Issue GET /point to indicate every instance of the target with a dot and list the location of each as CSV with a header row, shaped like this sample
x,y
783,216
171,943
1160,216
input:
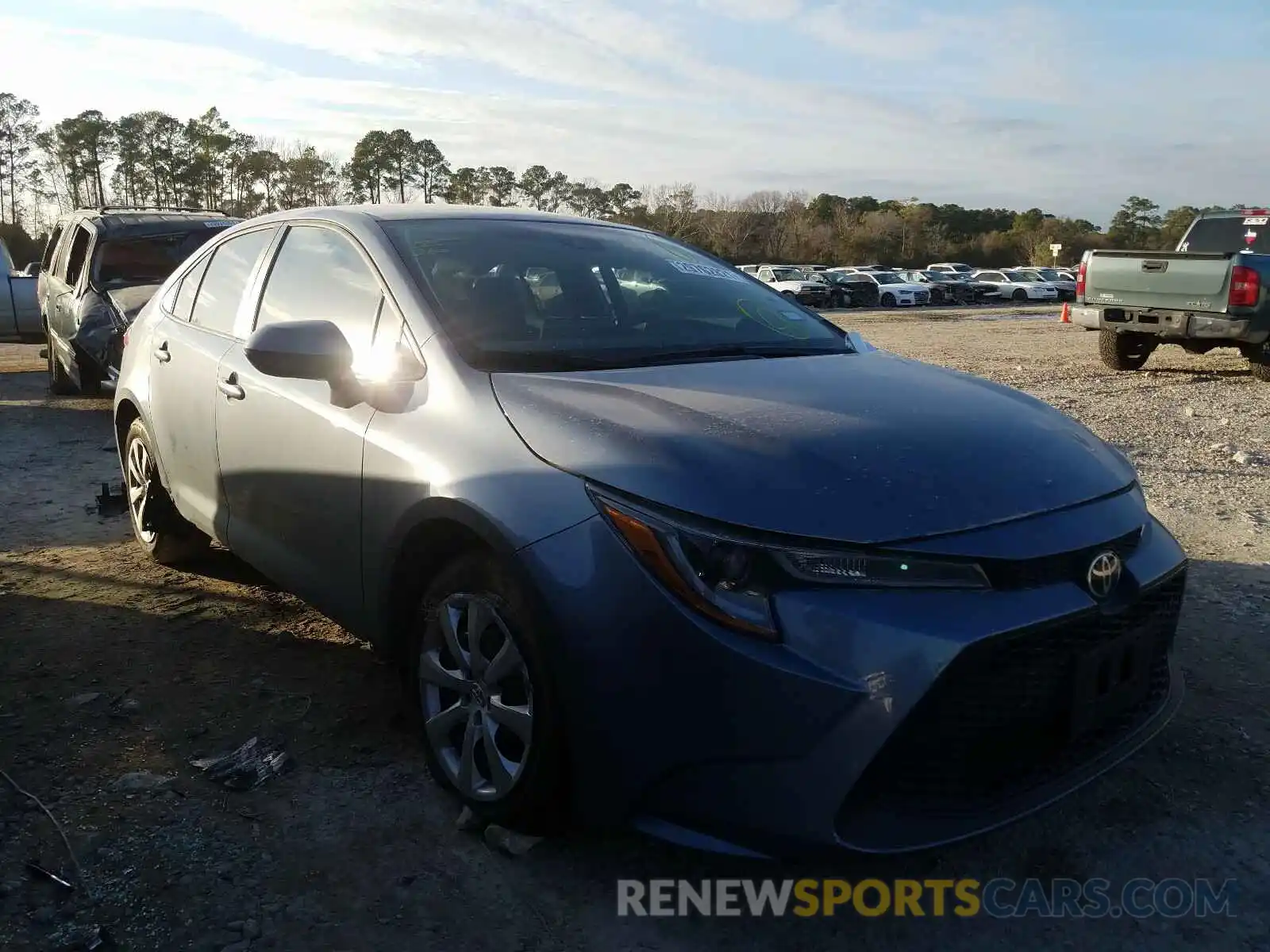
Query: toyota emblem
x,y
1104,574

* * *

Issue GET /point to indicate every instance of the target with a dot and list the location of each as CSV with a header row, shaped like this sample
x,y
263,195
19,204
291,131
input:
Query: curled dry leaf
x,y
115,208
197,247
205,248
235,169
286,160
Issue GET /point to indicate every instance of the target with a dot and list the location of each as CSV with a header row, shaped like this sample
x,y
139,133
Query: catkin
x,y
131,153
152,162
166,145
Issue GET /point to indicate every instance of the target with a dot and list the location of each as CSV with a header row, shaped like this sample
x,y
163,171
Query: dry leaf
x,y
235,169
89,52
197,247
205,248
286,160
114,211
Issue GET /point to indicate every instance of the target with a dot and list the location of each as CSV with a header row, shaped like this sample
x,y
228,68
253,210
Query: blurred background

* * *

• Exercise requirements:
Return exactly the lines above from the line that has "Query: catkin" through the line that has "Query: blurred background", inclusive, and nothing else.

• Exercise solution:
Query: catkin
x,y
131,153
152,162
166,145
Issue GET /point to indicate every instance of the target with a dot and list the location of each as CSV with a header row, shaped like this sample
x,y
163,171
Query: dry leaf
x,y
235,169
89,52
197,247
205,248
286,160
114,211
Issue GET /point to indicate every instance of the target with a dot and list the location of each as CSV with a header row, shaped like this sample
x,y
228,68
253,210
Query: blurred background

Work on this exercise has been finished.